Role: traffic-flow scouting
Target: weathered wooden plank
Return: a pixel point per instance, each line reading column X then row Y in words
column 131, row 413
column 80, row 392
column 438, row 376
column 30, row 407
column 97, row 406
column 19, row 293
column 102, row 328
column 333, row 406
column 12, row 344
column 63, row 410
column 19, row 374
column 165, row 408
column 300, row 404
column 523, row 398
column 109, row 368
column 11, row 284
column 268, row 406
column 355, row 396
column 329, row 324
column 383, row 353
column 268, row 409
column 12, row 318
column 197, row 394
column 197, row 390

* * * * *

Directions
Recast every line of the entries above as a Markdown table with the columns Number and Line, numbering the rows in order and leaving out blank lines.

Answer to the task
| Number | Line |
|---|---|
| 1 | Role: traffic-flow scouting |
| 2 | Target: weathered wooden plank |
| 3 | Return: a pixel point per instance, each line reading column X then row Y in words |
| 4 | column 131, row 413 |
| 5 | column 80, row 392 |
| 6 | column 438, row 376 |
| 7 | column 30, row 407 |
| 8 | column 97, row 406 |
| 9 | column 19, row 293 |
| 10 | column 102, row 328 |
| 11 | column 333, row 406 |
| 12 | column 12, row 344 |
| 13 | column 63, row 410 |
| 14 | column 19, row 374 |
| 15 | column 165, row 408 |
| 16 | column 300, row 404 |
| 17 | column 523, row 398 |
| 18 | column 109, row 368 |
| 19 | column 11, row 284 |
| 20 | column 268, row 406 |
| 21 | column 355, row 396 |
| 22 | column 329, row 324 |
| 23 | column 383, row 353 |
| 24 | column 268, row 409 |
| 25 | column 12, row 318 |
| 26 | column 197, row 394 |
| 27 | column 197, row 390 |